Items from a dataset

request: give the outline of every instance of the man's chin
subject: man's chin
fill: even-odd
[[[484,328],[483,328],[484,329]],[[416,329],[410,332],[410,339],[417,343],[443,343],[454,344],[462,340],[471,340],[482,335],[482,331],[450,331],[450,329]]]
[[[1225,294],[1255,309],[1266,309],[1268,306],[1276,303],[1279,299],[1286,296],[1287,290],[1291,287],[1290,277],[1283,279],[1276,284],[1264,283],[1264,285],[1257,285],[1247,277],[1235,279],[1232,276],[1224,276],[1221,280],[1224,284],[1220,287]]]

*Job*
Can you output the records as a JSON list of strings, one string per line, with blank lines omitted?

*Written solution*
[
  "request: give the outline of every instance of the man's chin",
  "subject: man's chin",
  "fill: even-odd",
  "[[[484,328],[483,328],[484,329]],[[416,329],[410,332],[410,339],[417,343],[443,343],[454,344],[462,340],[471,340],[482,335],[482,331],[450,331],[450,329]]]",
  "[[[1225,294],[1255,309],[1266,309],[1268,306],[1276,303],[1279,299],[1286,296],[1287,290],[1291,287],[1290,277],[1283,279],[1276,284],[1264,283],[1264,285],[1257,285],[1247,277],[1235,279],[1232,276],[1224,276],[1221,280],[1224,284],[1220,287]]]"
]